* PASSAGE GIVEN:

* Start *

Fixed rate Repo auction

RBI will henceforth have an additional option to switchover to fixed rate Repos on overnight basis; but this option is expected to be sparingly used. For the purpose of such Repos, the rates of interest intended to be offered would be announced as part of auction announcement on the previous evening or before 10.00 a.m. on the day of auction, if necessary.

Long term Repo

  • In addition to overnight Repos, RBI will also have the discretion to introduce longer-term Repos up to 14 day period as and when required.

Rate of Interest

Till recently, auctions under LAF were conducted on ''uniform price'' basis. It was decided to introduce ''multiple price'' auction, in place of existing uniform price auction on an experimental basis and after evaluation of the experience, the RBI in consultation with the market participants has decided to continue with the system of multiple price method of repo and reverse repo auctions until further notice.

Interest rates in respect of both Repos and Reverse Repos will be, accordingly, based on the bids quoted by participants and subject to the cut-off rates as decided by the Reserve Bank of India, at Mumbai. The Repo/Reverse Repo rate in per cent per annum expected by the tenderer will be expressed up to two decimal points rounded off to the nearest 5 basis points. As there will be no adjustment for accrued coupon, the cash flow will depend upon the Repo rate emerging on day-to-day basis.

Back - Stop Facility

For a smooth transition to full-fledged operation of LAF, banks and PDs are being provided a back-stop facility at variable rate of interest, as a cushion over the normal liquidity facility at Bank Rate. Basically, the standing liquidity facilities available from RBI is split into two parts, viz.,

  1. normal facility and
  2. back-stop facility.

The normal facility will be provided at the Bank Rate. The back-stop facility will be provided at a variable daily rate. The variable rate would be linked to cut-off rates emerging in regular LAF auctions and in the absence of such rates, to National Stock Exchange - Mumbai - Inter-bank Offer Rate (NSE-MIBOR) as detailed below

  1. The variable rate for the back-stop facility, to be fixed on a daily basis would be 1.0 percentage point over the reverse repo cut-off rate at which funds were injected earlier during the day in the regular LAF repos auctions.
  2. Where no reverse repo bid was accepted as part of LAF auction, the rate will be 2.0 to 3.0 percentage points over the repo cut-off rate of the day emerged in LAF auction as may be decided by RBI.
  3. In case no bids were accepted earlier during the day at either repo or reverse repo auctions, the rate will be 2.0 to 3.0 percentage points over NSE-MIBOR as may be decided by RBI.

* End *

* EXERCISE TASK 1: Rename "injected" to "infused" in the repo auction text between "1. The variable" and "LAF repos auctions.", inclusive, and give that part again with the change.
The repo auction text has no connection to the records.

* SOURCE MATERIAL:

* Start *

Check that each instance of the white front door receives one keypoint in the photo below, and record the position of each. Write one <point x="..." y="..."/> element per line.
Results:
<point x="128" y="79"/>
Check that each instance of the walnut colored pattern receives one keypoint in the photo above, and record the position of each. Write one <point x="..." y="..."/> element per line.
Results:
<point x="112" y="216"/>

* End *
* Start *

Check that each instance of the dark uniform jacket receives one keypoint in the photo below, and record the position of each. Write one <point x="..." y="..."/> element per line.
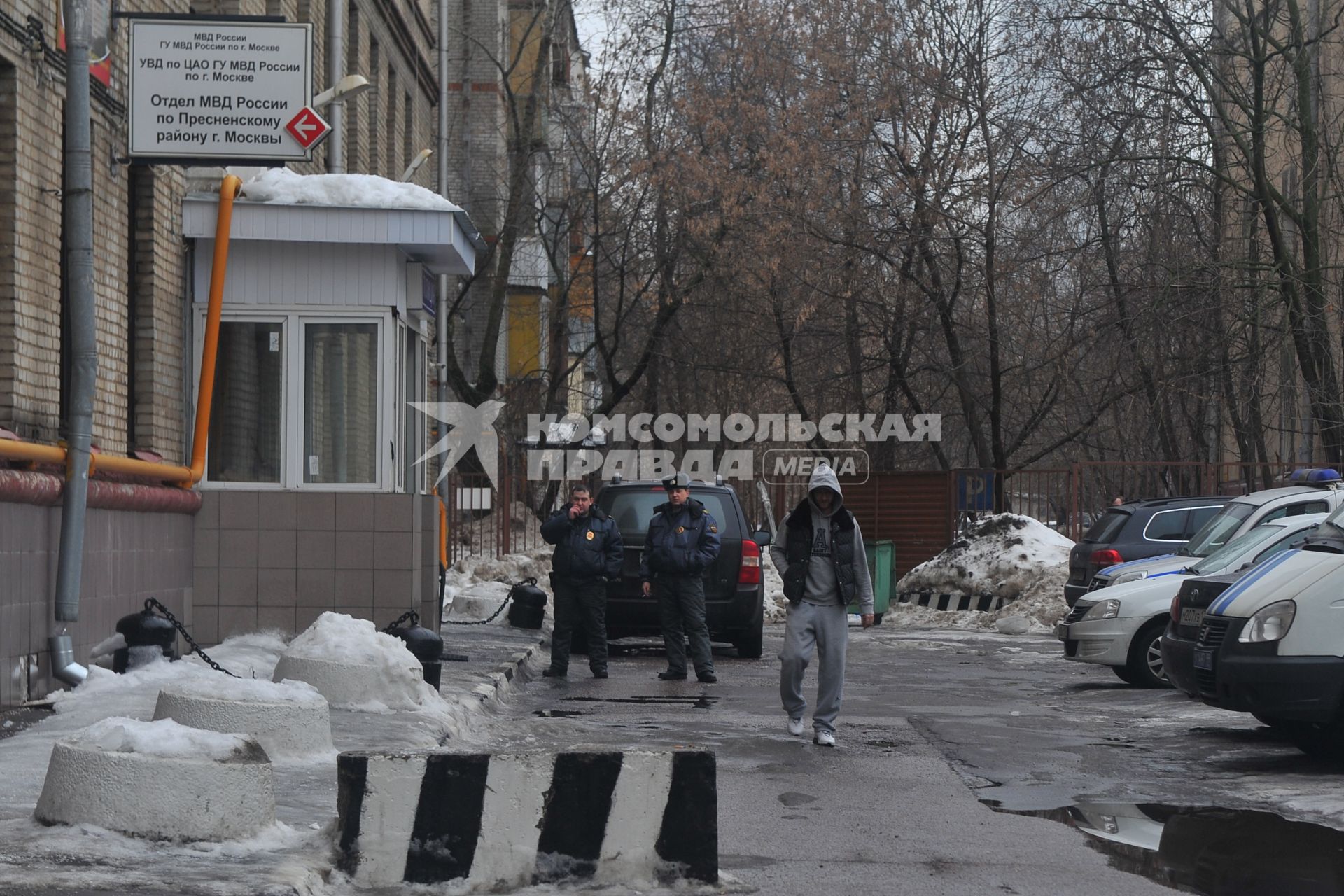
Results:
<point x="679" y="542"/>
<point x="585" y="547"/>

* End *

* EXERCISE TASK 2: Gather every line of the records that contains the string "keypoint", matching case.

* TASK OUTPUT 1:
1. The variable rate for the back-stop facility, to be fixed on a daily basis would be 1.0 percentage point over the reverse repo cut-off rate at which funds were infused earlier during the day in the regular LAF repos auctions.

* TASK OUTPUT 2:
Check that each instance of the white front door receives one keypoint in the photo below, and record the position of each. Write one <point x="..." y="..."/> element per line.
Check that each instance of the walnut colored pattern receives one keypoint in the photo above, and record the position of each. Write one <point x="..." y="..."/> element per line.
Check that each instance of the dark uniform jacket receives one keypoint in the photo below, and record the position of each. Write one <point x="..." y="..."/> element per line.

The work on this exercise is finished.